** GOAL OF THE EXERCISE **
Once the pictures are set aside, copy the records below exactly as they stand.

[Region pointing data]
++++++++++

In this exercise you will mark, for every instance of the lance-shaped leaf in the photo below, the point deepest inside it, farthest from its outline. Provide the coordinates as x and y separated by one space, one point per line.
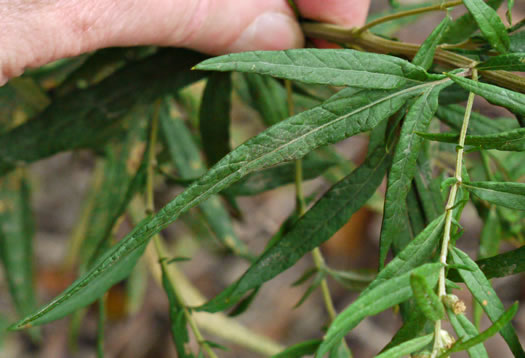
479 124
186 157
513 140
121 164
426 298
300 350
403 169
417 252
517 42
461 28
378 299
508 14
87 118
268 179
489 23
425 55
506 264
483 336
266 95
510 195
349 112
319 223
499 96
407 347
214 119
483 292
466 330
16 240
178 320
329 67
428 189
508 62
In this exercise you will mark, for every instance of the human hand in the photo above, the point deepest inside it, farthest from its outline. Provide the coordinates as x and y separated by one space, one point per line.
36 32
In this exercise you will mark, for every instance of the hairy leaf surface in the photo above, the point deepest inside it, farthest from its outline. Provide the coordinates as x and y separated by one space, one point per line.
330 67
499 96
489 23
510 195
378 299
483 292
509 141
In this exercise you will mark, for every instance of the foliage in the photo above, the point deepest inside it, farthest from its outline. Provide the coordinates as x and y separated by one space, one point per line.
129 108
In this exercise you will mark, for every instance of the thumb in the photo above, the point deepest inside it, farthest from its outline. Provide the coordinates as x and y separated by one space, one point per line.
210 26
40 31
231 26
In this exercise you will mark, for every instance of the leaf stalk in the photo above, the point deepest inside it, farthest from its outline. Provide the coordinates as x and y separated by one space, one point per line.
412 12
449 209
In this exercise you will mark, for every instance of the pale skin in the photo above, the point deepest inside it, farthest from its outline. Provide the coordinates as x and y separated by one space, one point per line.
36 32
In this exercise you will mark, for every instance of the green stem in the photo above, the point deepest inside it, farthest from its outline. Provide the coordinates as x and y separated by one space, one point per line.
373 43
301 209
150 207
398 15
100 326
449 212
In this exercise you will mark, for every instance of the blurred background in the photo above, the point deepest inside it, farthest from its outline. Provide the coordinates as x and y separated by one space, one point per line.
137 312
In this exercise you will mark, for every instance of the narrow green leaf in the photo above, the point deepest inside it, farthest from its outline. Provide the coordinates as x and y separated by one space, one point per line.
348 113
403 170
16 240
101 323
499 96
186 157
413 325
517 42
490 234
479 124
121 164
513 140
417 252
508 62
87 118
425 55
463 27
371 302
407 347
509 195
266 95
466 330
428 189
415 215
510 6
506 264
483 336
214 121
426 298
179 330
489 23
268 179
317 225
323 66
485 295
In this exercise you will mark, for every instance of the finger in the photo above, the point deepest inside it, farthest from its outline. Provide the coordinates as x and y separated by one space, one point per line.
348 13
211 26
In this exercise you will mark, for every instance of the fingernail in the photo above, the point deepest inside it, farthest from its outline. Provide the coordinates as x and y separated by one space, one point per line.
270 31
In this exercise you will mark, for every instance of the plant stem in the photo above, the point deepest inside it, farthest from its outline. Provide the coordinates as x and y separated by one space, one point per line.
449 212
398 15
301 209
373 43
150 207
100 326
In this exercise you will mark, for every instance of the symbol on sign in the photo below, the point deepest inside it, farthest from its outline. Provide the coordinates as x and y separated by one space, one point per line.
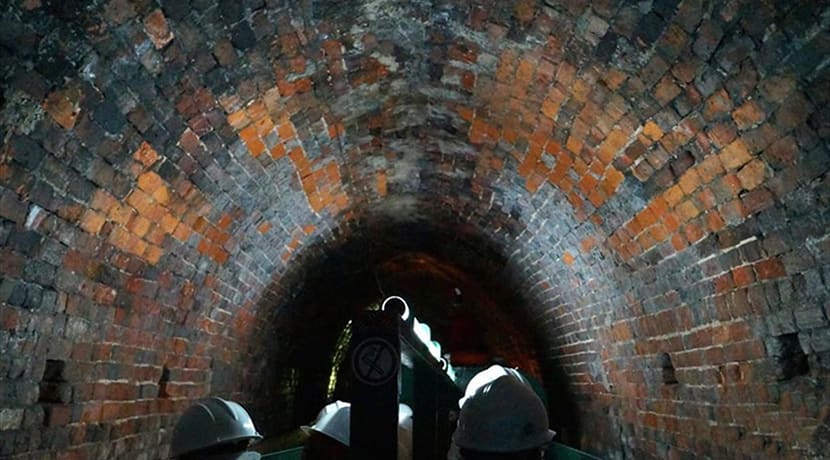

++++++++++

** ANSWER TO THIS PROBLEM **
In this exercise you will mark, for every instance of the lance-shaped leaf in the photo below, the point deepest inside it, farthest from its outline. Provide the coordinates as x and y separated by one space, one point per line.
479 124
186 157
513 140
121 164
426 298
300 350
403 169
417 252
517 42
461 28
378 299
508 14
87 118
268 179
489 23
425 55
506 264
483 336
266 95
510 195
349 112
319 223
499 96
407 347
214 119
483 292
466 330
16 240
178 320
329 67
428 189
508 62
In this exercise you will mark, for every instance of the human hand in the photo above, the point deepest inside it, farthest from its outline. Provide the coordinates as x and y separated by one space, one point per line.
36 32
In this exercise you will mark, for every instance of the hairy leaf surface in the photo above, the point deepest inside it, farthest from its outline. Provide the coordinates as x and y separated by one space, one point per line.
330 67
499 96
489 23
510 195
378 299
483 292
509 141
In this exercise you will mark, for every instance of the foliage in the photo above, the point deepest inside it, farthest from its outline. Provide the coordinates as x and y separated by one space, one point per line.
129 108
In this exercise you will mark, for every instance of the thumb in the photo above, the point deepest inside it, farthest from its outline. Provide the coordinates as x and y separated by one space, one point per line.
210 26
40 31
231 26
In this exercise you will mark, for every instance of the leaf stalk in the photo above, the point deepest inside it, farthest from its outline. Provide the coordinates as x and y separated by one space, one point per line.
412 12
449 209
In this exercise you will mark, for every instance of the pale skin in the photo above, the point deepest inside it, farthest from its outline. Provide the coordinates as x and y separated by one space, one point per line.
36 32
In this exercise you will mark, for every instance of the green stem in the photo above, the point deepest inside it, farthest from its outline. Provide the coordinates as x and y separated by one space, one point per line.
373 43
301 209
150 207
398 15
100 326
449 212
In this exercise you will mark, for every instance of the blurred background in the photo above, the point deepest inside it, farthest from its outline. Provide the coordinates as x and y separated by one space, one point per line.
137 312
In this exercise you will mark, for every instance of the narrow green leaf in the photo above, the point deepest inside it, farthest from its outline. Provide the coordinates as x and y separated by one space, one point per line.
348 113
403 170
16 240
101 323
499 96
186 157
413 325
517 42
490 234
479 124
121 164
513 140
417 252
508 62
87 118
425 55
463 27
371 302
407 347
509 195
266 95
466 330
428 189
415 215
510 6
506 264
483 336
214 121
426 298
179 330
489 23
268 179
317 225
323 66
485 295
In this exercise you will mark, for every instance of the finger in the photo above, the point deepest inside it, farthest from its outline. Provide the coordinates as x and y separated by one space, one point per line.
348 13
211 26
In this exercise you will mark, for every instance of the fingernail in the photo above, the point deepest inside it, farthest from its outline. Provide the coordinates as x and y separated by one space, one point per line.
270 31
In this exercise you will mark, for every instance of the plant stem in the photo above, the point deepest inside it, farthest from its outline. Provide the coordinates as x and y separated by one space, one point per line.
449 212
398 15
301 209
373 43
150 207
100 326
In this exercise you will mark, for every instance of the symbol on sign in the photo below, the point deepest inside it, farthest from its outline. Provide the coordinates as x and y separated by one space, one point per line.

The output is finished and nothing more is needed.